# [Problem description]
Rewrite the data from the line with "--target green number 42" up to and including the line with "POLYGON ((365 233, 469" as a Markdown table with the columns Row and Line, numbering each row and leaving out blank lines.

# [Input material]
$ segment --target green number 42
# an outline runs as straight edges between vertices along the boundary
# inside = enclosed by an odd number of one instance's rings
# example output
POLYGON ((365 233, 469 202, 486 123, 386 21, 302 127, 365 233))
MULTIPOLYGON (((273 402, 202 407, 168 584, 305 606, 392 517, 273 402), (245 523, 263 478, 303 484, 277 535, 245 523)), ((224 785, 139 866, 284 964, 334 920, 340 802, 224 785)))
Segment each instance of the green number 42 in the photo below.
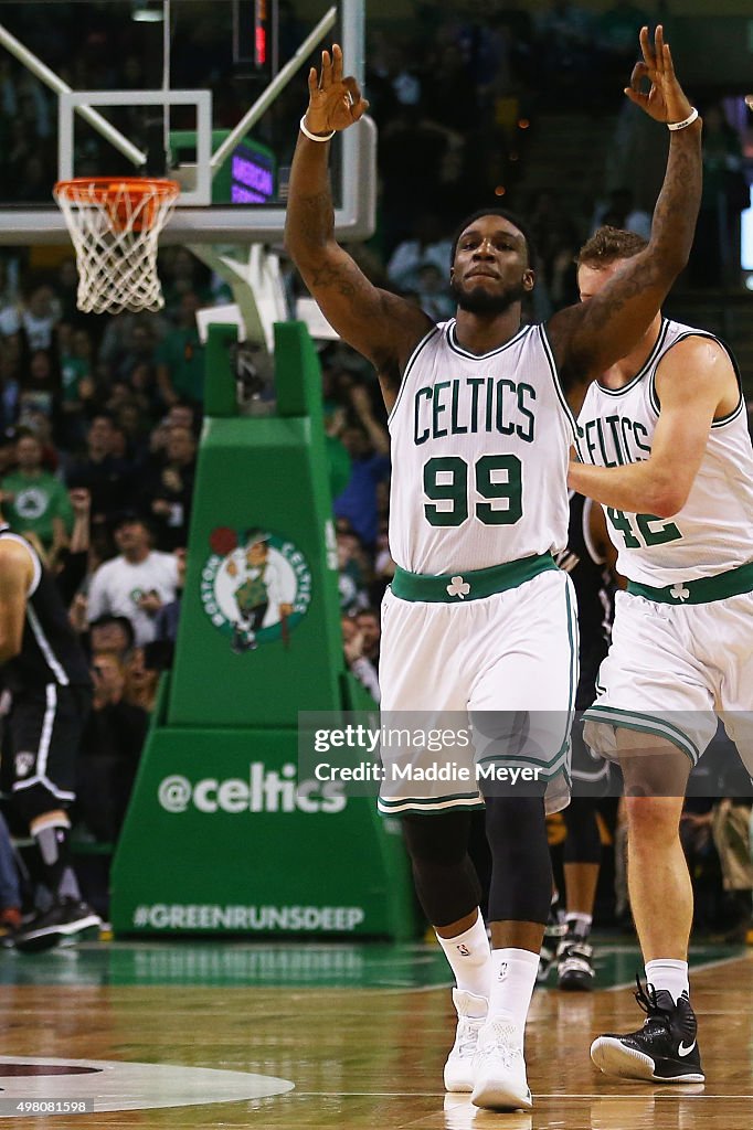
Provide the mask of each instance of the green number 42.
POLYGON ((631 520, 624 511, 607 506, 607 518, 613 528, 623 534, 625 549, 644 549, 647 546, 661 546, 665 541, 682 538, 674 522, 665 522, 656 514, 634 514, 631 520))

--

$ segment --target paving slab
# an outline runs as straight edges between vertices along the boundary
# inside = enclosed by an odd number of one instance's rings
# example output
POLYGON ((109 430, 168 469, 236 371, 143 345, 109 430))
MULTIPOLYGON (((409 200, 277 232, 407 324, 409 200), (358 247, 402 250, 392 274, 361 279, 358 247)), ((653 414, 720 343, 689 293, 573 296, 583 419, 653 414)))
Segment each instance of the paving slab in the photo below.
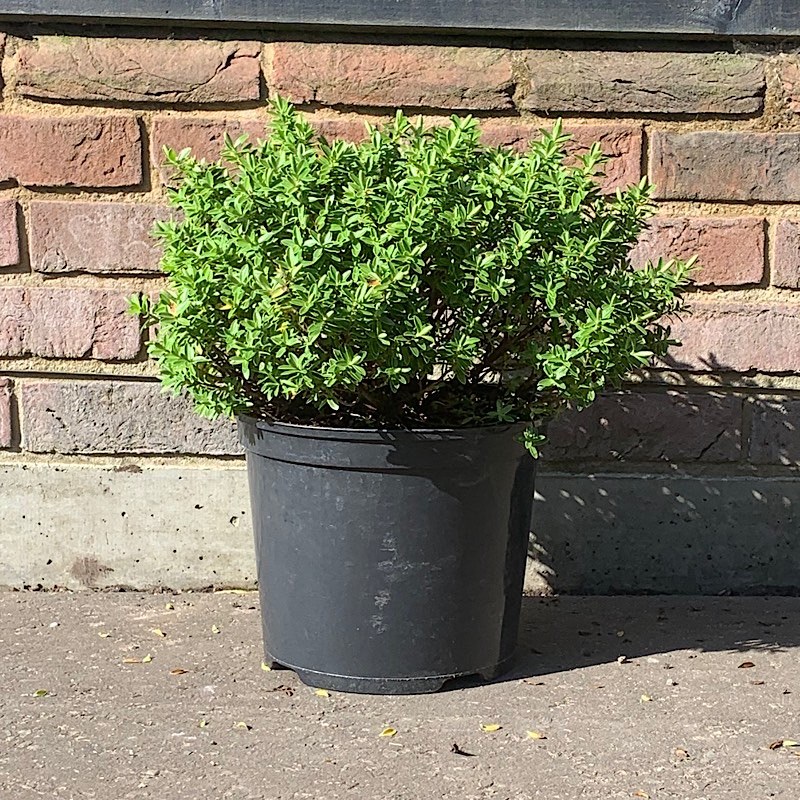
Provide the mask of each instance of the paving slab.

# [Task answer]
| Row | Line |
|---|---|
| 1 | $ segment --target green number 42 |
| 2 | # an outline runs as straight edges between vertices along the boundary |
| 3 | # inside = enclosed by an odd number of one instance's rings |
| 4 | # example output |
| 5 | POLYGON ((365 233, 469 202, 486 123, 386 21, 302 127, 365 233)) |